# [Estratto]

X. Wei et al, Nature Medicine, 25 (2019) pp. 909–910

 - Gene edits to ‘CRISPR babies’ might have shortened their life expectancy
Nature Medicine

- Gene edits to ‘CRISPR babies’ might have shortened their life expectancy
Scientific American

- China’s ‘CRISPR Babies’ May Be More Likely to Die Young
Smithsonian Magazine





Tungsteno come radioprotezione per viaggi spaziali?

Non per tutti (per ora) ma alcuni microbi sembrano trarre beneficio dalla presenza di questo metallo, quando messi in condizioni di sopravvivenza estreme.
Cellule di M. sedula cresciute in presenza di POM-t
(credit: Tetyana Milojevic via phys.org)
Il tungsteno è un metallo pesante (per quanto incerta sia questa definizione) dotato di un punto di ebollizione intorno ai 5900 gradi Celsius (circa la temperatura alla "superficie" del Sole) e in combinazione con il carbonio ha una durezza simile a quella del diamante. Per quanto i più vecchi tra noi associno il tungsteno solo al filamento delle vecchie lampadine, ha anche un ruolo biologico come cofattore enzimatico in alcuni microorganismi (batteri ed archea), specie tra i termofili. 

Ricercatori dell'università di Vienna hanno recentemente pubblicato sulla rivista Frontiers in Microbiology i risultati di un lavoro in cui vengono caratterizzate le interazioni su scala nanometrica tra il microbo di turno e il tungsteno ambientale. Risultati che permettono non solo di comprendere la biogeochimica del tungsteno, ma anche come tale interazione possa permettere la sopravvivenza dei microrganismi in condizioni estreme come quelle che sperimenterebbe in una sonda in viaggio nello spazio. 

Solo pochi organismi (tutti microbici e tra nessi nessun eucariote) sono in grado non solo di usare il tungsteno ma di vivere in un ambiente in cui esso sia "facilmente" reperibile in forma assimilabile, vale a dire in zone ad alta temperatura.
La biochimica e astrobiologa Tetyana Milojevic si è concentrata su uno di questi microbi, Metallosphaera sedula, archèobatteri (o più correttamente Archea) termoacidofili isolati da una solfatara in Italia e dotati di una insolita resistenza ai metalli pesanti.
L'ecosistema microbico in cui vive M. sedula (credit: microbewiki)

Voci di dati memorizzate
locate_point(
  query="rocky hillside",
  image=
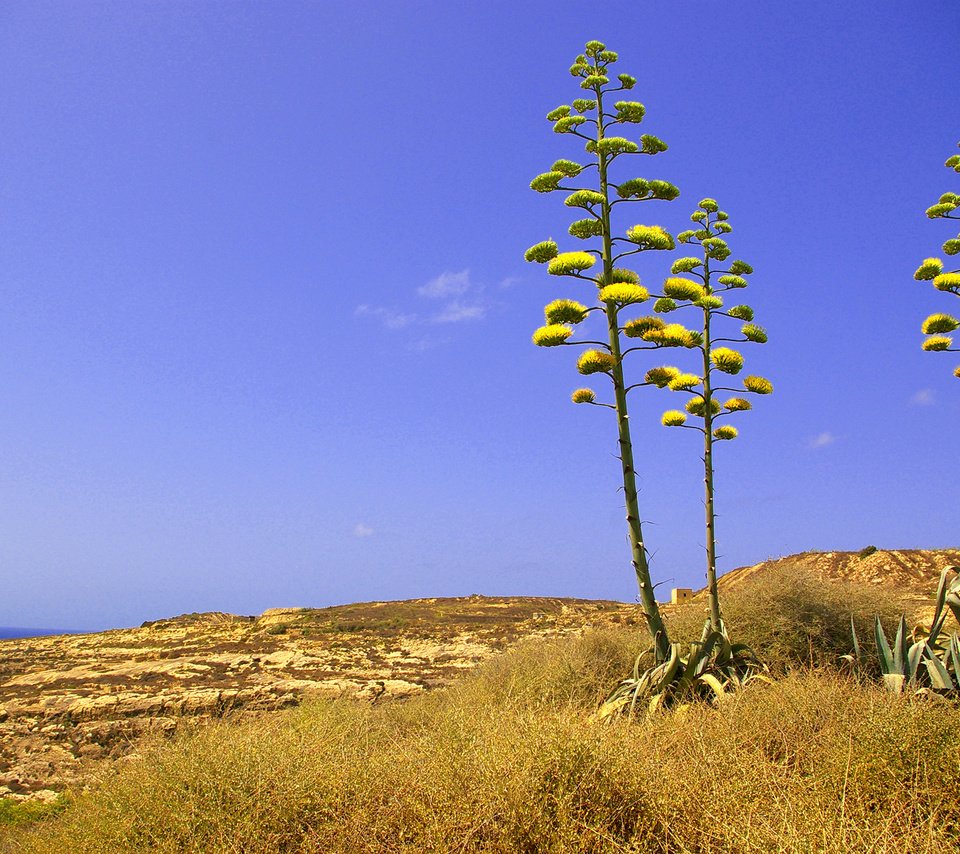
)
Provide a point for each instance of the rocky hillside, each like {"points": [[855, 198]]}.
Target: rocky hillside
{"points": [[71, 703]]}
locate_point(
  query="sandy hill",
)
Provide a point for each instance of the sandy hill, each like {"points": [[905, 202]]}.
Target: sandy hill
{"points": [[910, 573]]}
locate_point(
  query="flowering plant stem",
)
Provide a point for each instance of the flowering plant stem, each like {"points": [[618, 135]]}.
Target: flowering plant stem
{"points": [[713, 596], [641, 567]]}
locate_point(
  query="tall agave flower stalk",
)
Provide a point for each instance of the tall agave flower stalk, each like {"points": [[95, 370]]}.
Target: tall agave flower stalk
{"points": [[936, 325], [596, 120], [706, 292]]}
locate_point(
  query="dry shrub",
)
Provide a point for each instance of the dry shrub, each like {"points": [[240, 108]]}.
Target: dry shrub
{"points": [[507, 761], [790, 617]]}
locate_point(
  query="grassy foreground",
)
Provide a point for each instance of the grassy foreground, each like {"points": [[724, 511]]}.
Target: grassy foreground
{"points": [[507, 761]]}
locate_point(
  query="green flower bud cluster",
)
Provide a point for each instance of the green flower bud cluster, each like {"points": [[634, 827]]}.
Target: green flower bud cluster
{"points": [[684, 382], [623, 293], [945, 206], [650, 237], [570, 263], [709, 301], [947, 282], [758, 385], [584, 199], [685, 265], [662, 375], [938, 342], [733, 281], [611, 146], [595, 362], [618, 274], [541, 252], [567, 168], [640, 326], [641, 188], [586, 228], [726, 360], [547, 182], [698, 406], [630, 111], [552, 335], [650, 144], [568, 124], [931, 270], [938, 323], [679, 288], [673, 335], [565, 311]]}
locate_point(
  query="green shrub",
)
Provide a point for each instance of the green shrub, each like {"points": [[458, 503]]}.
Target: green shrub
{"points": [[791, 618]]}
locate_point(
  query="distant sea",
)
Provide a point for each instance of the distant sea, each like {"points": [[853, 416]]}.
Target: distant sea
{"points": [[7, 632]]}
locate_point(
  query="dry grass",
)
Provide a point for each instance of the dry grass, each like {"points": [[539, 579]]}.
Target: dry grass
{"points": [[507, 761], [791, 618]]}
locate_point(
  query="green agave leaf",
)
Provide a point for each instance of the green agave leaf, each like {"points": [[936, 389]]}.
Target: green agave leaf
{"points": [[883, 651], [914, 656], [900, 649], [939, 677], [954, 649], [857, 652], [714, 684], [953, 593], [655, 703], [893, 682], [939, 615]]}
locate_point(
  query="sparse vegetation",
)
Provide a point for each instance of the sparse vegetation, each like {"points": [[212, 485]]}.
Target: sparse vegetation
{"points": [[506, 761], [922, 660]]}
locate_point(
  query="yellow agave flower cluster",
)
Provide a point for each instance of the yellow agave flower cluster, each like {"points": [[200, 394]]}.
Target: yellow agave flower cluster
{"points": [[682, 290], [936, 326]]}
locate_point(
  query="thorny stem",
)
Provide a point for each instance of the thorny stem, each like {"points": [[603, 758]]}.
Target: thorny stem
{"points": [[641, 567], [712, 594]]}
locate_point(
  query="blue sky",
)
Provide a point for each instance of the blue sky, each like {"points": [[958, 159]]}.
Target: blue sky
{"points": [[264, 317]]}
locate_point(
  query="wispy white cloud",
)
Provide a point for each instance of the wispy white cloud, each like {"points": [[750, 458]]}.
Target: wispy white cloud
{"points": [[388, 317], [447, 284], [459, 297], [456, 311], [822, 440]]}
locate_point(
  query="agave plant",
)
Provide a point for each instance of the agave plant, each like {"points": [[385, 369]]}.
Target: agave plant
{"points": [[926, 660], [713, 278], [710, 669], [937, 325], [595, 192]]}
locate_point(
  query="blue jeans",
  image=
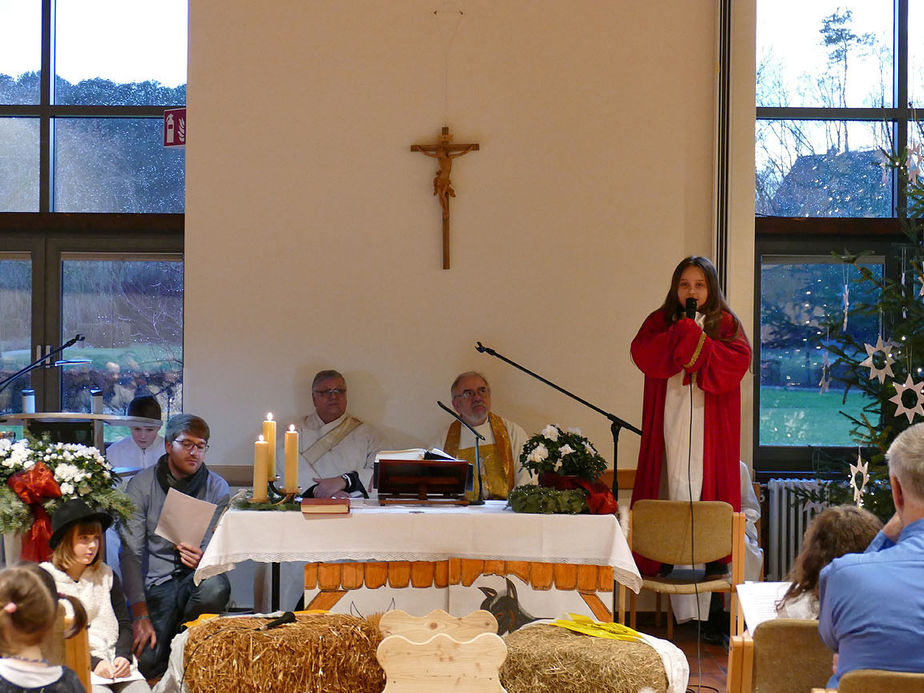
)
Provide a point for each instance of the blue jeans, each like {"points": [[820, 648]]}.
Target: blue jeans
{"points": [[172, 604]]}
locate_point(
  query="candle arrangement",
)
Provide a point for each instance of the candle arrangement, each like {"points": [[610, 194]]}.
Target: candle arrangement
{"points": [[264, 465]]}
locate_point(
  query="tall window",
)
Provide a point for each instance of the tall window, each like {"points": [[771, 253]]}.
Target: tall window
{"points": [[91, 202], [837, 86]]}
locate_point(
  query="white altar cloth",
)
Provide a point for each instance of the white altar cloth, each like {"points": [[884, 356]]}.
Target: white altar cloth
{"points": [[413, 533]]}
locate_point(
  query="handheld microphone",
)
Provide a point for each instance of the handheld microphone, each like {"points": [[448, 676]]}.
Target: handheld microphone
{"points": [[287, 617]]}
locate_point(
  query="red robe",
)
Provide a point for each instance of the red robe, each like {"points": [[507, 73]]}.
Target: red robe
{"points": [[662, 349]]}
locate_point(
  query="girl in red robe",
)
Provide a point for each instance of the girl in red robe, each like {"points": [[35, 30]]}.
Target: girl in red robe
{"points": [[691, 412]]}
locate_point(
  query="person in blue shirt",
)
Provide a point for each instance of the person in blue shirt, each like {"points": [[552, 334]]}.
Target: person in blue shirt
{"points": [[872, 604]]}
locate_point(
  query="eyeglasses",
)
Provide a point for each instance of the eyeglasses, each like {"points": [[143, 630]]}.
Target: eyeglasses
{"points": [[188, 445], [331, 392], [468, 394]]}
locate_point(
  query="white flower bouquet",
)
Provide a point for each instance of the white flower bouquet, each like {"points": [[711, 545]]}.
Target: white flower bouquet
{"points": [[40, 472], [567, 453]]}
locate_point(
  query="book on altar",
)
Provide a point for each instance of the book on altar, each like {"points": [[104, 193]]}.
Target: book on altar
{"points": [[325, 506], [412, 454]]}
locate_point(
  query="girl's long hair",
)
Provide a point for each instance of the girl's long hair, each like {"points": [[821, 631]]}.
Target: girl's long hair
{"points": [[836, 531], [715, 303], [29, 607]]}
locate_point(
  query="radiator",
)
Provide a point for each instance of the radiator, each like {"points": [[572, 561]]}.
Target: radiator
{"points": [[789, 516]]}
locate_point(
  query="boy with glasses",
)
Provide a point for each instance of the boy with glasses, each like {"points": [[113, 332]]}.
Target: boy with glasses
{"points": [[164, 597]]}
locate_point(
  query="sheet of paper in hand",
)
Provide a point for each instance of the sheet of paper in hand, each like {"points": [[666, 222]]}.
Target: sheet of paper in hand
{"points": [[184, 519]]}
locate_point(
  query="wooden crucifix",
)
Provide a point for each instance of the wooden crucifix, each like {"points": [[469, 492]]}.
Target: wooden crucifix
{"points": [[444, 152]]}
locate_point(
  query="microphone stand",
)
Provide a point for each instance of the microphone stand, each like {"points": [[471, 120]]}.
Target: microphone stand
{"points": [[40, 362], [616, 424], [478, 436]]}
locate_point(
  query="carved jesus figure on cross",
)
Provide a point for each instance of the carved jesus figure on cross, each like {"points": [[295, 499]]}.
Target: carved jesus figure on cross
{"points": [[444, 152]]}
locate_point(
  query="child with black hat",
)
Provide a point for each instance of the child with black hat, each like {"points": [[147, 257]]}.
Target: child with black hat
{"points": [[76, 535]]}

# [Esercizi da svolgere]
a. Secondo l'estratto sul tungsteno, da dove è stato isolato Metallosphaera sedula?
b. Stampa il passo dell'estratto sul tungsteno che si apre con le parole contenenti "Cellule di M." e si chiude con "tra i termofili.".

# [Risultati attesi]
a. Da una solfatara in Italia.

b.
Cellule di M. sedula cresciute in presenza di POM-t
(credit: Tetyana Milojevic via phys.org)
Il tungsteno è un metallo pesante (per quanto incerta sia questa definizione) dotato di un punto di ebollizione intorno ai 5900 gradi Celsius (circa la temperatura alla "superficie" del Sole) e in combinazione con il carbonio ha una durezza simile a quella del diamante. Per quanto i più vecchi tra noi associno il tungsteno solo al filamento delle vecchie lampadine, ha anche un ruolo biologico come cofattore enzimatico in alcuni microorganismi (batteri ed archea), specie tra i termofili.